#### Problem
Given the entries below, please return each one exactly.

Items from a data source
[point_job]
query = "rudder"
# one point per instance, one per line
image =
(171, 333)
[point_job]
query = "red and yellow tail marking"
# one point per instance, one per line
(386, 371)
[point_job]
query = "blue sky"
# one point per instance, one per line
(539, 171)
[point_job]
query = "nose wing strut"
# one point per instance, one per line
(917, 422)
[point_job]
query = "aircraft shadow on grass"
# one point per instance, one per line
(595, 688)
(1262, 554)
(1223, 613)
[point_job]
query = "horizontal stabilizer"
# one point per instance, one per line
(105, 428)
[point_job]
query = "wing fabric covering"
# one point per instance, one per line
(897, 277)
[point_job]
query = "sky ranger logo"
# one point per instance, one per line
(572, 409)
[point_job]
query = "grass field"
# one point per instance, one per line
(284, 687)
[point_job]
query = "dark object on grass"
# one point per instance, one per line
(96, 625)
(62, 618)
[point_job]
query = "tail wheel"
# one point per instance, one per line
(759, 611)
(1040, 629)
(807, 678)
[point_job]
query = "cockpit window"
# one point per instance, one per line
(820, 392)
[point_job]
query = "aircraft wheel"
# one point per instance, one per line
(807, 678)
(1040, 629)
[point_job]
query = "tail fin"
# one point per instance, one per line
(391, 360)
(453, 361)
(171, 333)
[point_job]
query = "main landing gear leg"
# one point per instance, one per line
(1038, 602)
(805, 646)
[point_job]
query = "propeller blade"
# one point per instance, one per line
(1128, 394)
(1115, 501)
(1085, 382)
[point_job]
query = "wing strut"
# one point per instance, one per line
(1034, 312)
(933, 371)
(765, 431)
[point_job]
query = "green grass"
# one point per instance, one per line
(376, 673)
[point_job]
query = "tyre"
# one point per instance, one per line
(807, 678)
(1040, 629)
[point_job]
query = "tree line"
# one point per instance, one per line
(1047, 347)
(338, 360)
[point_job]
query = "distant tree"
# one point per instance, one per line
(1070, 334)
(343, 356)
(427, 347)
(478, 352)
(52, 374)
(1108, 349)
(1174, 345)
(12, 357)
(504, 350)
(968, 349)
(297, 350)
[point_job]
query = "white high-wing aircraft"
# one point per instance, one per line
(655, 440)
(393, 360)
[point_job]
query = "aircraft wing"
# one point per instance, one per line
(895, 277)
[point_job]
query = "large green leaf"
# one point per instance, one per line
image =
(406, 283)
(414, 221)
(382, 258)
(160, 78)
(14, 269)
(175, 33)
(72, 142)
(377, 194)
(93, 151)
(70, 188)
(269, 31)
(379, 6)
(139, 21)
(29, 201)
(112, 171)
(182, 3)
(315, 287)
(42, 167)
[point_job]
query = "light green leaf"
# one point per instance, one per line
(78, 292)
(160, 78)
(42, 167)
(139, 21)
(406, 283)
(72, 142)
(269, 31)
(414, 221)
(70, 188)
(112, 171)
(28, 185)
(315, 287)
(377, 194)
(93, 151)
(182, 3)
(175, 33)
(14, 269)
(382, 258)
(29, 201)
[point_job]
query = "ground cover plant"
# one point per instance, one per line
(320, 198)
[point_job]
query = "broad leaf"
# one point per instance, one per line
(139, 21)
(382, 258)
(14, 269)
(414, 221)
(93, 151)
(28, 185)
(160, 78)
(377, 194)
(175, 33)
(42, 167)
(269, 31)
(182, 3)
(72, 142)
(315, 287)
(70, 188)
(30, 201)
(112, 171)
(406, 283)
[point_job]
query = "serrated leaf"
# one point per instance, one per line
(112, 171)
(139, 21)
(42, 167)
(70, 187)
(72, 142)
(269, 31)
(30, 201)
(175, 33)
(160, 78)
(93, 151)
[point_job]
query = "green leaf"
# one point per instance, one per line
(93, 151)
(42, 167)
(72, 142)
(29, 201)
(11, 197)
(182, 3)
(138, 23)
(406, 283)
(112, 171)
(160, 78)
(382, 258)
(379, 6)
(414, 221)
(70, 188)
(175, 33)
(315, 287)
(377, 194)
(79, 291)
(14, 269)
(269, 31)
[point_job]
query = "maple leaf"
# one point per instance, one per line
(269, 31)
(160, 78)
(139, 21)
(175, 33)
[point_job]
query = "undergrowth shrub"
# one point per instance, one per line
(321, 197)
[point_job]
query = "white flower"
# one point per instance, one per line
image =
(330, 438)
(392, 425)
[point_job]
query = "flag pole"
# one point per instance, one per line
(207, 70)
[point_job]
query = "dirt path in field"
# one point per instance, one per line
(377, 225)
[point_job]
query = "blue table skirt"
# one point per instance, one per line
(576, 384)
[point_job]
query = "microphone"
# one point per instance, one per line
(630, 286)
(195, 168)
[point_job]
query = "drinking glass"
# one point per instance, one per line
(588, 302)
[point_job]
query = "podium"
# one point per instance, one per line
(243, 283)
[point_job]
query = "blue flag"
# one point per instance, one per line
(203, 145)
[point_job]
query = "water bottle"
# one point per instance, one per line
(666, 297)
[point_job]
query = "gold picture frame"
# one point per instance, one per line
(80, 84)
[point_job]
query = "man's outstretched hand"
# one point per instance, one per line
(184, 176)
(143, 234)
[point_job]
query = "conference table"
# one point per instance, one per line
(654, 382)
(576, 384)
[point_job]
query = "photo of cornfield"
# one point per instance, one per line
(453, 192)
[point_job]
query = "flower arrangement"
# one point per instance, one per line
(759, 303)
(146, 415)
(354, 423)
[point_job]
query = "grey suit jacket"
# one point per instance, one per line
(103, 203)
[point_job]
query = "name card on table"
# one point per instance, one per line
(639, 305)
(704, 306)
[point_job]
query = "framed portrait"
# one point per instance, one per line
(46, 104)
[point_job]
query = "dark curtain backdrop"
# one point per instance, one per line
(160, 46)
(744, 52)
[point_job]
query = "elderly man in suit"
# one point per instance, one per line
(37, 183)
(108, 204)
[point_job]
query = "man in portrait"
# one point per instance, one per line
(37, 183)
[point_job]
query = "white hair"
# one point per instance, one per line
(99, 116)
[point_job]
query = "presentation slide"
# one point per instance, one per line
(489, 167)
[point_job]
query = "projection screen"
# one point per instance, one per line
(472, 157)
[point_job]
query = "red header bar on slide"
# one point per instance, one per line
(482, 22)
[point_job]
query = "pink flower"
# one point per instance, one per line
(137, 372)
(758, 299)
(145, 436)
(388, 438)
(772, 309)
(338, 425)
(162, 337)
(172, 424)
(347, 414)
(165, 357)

#### Finished exercise
[point_job]
query = "rudder"
# one point per instance, one per line
image =
(171, 333)
[point_job]
query = "red and yellow tail marking"
# one point per instance, one per line
(386, 371)
[point_job]
query = "blue sky"
# one point per instance, one per line
(539, 171)
[point_job]
query = "nose wing strut"
# one point per instance, one per line
(917, 422)
[point_job]
query = "aircraft shadow on grass"
# one point per instance, one per line
(595, 688)
(1262, 554)
(1223, 613)
[point_job]
query = "horizontal stabilizer"
# one point per instance, one per line
(105, 428)
[point_job]
query = "wing fabric covering"
# one point per instance, one per line
(897, 277)
[point_job]
query = "sky ranger logo"
# one point per instance, one per line
(572, 409)
[point_job]
query = "grass field"
# one point per instance, one per line
(284, 687)
[point_job]
query = "dark object on grass"
# one point per instance, one per line
(96, 625)
(62, 618)
[point_job]
query = "tail wheel"
# one point per instance, one per line
(759, 611)
(1040, 629)
(807, 678)
[point_job]
query = "cockpit window"
# one point per instance, one per line
(820, 392)
[point_job]
query = "aircraft wheel"
# one point per instance, one per line
(807, 678)
(1040, 629)
[point_job]
query = "tail fin"
# one point per instance, one per line
(391, 360)
(453, 361)
(171, 333)
[point_job]
query = "main landing gear leg"
# one point per instance, one per line
(1038, 602)
(805, 646)
[point_job]
query = "propeller blade"
# one point per instance, one per line
(1128, 394)
(1115, 501)
(1085, 382)
[point_job]
query = "wing strut"
# one point per instance, one per line
(1034, 312)
(933, 371)
(765, 431)
[point_job]
query = "green grass"
# one point per instance, one per line
(376, 673)
[point_job]
query = "tyre"
# one point per instance, one per line
(807, 678)
(1040, 629)
[point_job]
query = "tree line"
# one point per instance, one per line
(1047, 347)
(338, 360)
[point_job]
query = "distant tree"
# one point per instance, one per line
(1070, 334)
(343, 356)
(427, 347)
(478, 352)
(52, 374)
(1108, 349)
(1174, 345)
(12, 357)
(504, 350)
(968, 349)
(297, 350)
[point_job]
query = "white high-wing aircraft"
# one point per instance, one per line
(655, 440)
(393, 360)
[point_job]
query = "aircraft wing"
# one point per instance, one per line
(895, 277)
[point_job]
query = "large green leaf"
# one point per instance, one per line
image =
(406, 283)
(414, 221)
(382, 258)
(160, 78)
(14, 269)
(175, 33)
(72, 142)
(377, 194)
(93, 151)
(70, 188)
(269, 31)
(379, 6)
(139, 21)
(29, 201)
(112, 171)
(182, 3)
(315, 287)
(42, 167)
[point_job]
query = "light green leaf"
# one point per instance, one per line
(78, 292)
(160, 78)
(42, 167)
(139, 21)
(406, 283)
(72, 142)
(269, 31)
(414, 221)
(70, 188)
(112, 171)
(28, 185)
(315, 287)
(377, 194)
(93, 151)
(182, 3)
(175, 33)
(14, 269)
(382, 258)
(29, 201)
[point_job]
query = "ground cover plant"
# one point per instance, one per line
(320, 198)
[point_job]
query = "broad leaf"
# one point per instance, one per line
(139, 21)
(382, 258)
(14, 269)
(414, 221)
(93, 151)
(28, 185)
(160, 78)
(377, 194)
(175, 33)
(42, 167)
(269, 31)
(182, 3)
(72, 142)
(315, 287)
(70, 188)
(30, 201)
(112, 171)
(406, 283)
[point_job]
query = "serrated leaf"
# one point per instance, one per line
(112, 171)
(139, 21)
(42, 167)
(70, 187)
(72, 142)
(269, 31)
(30, 201)
(175, 33)
(160, 78)
(93, 151)
[point_job]
query = "green leaf"
# one point per instance, one per line
(93, 151)
(42, 167)
(72, 142)
(29, 201)
(11, 197)
(182, 3)
(138, 23)
(406, 283)
(112, 171)
(160, 78)
(382, 258)
(379, 6)
(414, 221)
(70, 188)
(175, 33)
(315, 287)
(377, 194)
(79, 291)
(14, 269)
(269, 31)
[point_job]
query = "maple leaf"
# one point per instance, one per line
(269, 31)
(160, 78)
(139, 21)
(175, 33)
[point_job]
query = "undergrowth shrub"
# one point per instance, one per line
(321, 197)
[point_job]
query = "white flower"
# one point per instance, one per line
image =
(330, 438)
(392, 425)
[point_job]
query = "flag pole"
# one point per instance, one per line
(207, 70)
[point_job]
query = "dirt path in field"
# one point per instance, one per line
(377, 225)
[point_job]
query = "blue table skirt"
# one point per instance, one per line
(576, 384)
[point_job]
query = "microphone"
# one point per instance, one per line
(630, 286)
(195, 168)
[point_job]
query = "drinking glass"
# one point per instance, one per line
(588, 302)
[point_job]
query = "podium"
# one point per instance, one per line
(243, 283)
[point_job]
query = "blue flag"
# one point per instance, one per line
(203, 145)
[point_job]
query = "water bottle"
# one point per instance, one per line
(666, 297)
[point_job]
query = "gold picture frame"
# one point per instance, one per line
(80, 84)
[point_job]
query = "man's outstretched hand"
# one point per instance, one per line
(184, 176)
(143, 234)
[point_job]
query = "conference table"
# one point per instance, one per line
(654, 382)
(576, 384)
[point_job]
query = "photo of cornfield"
# one point per instance, one per line
(453, 192)
[point_job]
query = "flower arrangement"
# one point per instance, one per line
(759, 303)
(146, 415)
(354, 423)
[point_job]
query = "grey suit jacket"
# one point per instance, one per line
(103, 203)
[point_job]
query = "name card on table"
# one point per instance, one per line
(639, 305)
(704, 306)
[point_job]
query = "framed portrait"
# one point per instance, one per line
(46, 104)
[point_job]
query = "dark curtain backdrop"
# one point per instance, one per line
(160, 46)
(744, 52)
[point_job]
query = "elderly man in suit"
# one point per instance, one per line
(37, 183)
(108, 204)
[point_job]
query = "man in portrait"
# one point per instance, one per line
(37, 183)
[point_job]
query = "white hair"
# one point per instance, one per line
(99, 116)
[point_job]
query = "presentation slide"
# one point per instance, one per line
(489, 167)
[point_job]
query = "projection screen"
# one point per instance, one per line
(472, 157)
[point_job]
query = "red header bar on slide"
# one point per instance, one per line
(482, 22)
[point_job]
query = "pink flower"
# one point per instance, one per line
(137, 372)
(758, 299)
(145, 436)
(388, 438)
(772, 309)
(338, 425)
(162, 337)
(172, 424)
(347, 414)
(165, 357)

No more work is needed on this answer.